## EXERCISE REQUIREMENTS
Please recast the records below as a Markdown table with the columns "Row" and "Line". Number each line, and leave out any blank lines.

## INPUT

● ● ● ● ●

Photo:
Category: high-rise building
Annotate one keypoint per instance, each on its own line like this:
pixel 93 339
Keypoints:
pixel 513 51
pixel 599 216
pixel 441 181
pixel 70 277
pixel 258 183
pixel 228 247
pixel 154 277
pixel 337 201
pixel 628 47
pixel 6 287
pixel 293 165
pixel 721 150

● ● ● ● ●

## SOLUTION TO THIS PROBLEM
| Row | Line |
|---|---|
| 1 | Photo: |
| 2 | Category: high-rise building |
| 3 | Annotate one keypoint per instance, each on its own line like this: |
| 4 | pixel 93 339 |
| 5 | Keypoints: |
| 6 | pixel 513 51 |
| 7 | pixel 599 216 |
| 8 | pixel 441 181 |
| 9 | pixel 70 277 |
| 10 | pixel 258 183 |
| 11 | pixel 228 247 |
| 12 | pixel 154 277 |
| 13 | pixel 337 201 |
| 14 | pixel 628 47 |
| 15 | pixel 6 287 |
| 16 | pixel 293 165 |
| 17 | pixel 721 150 |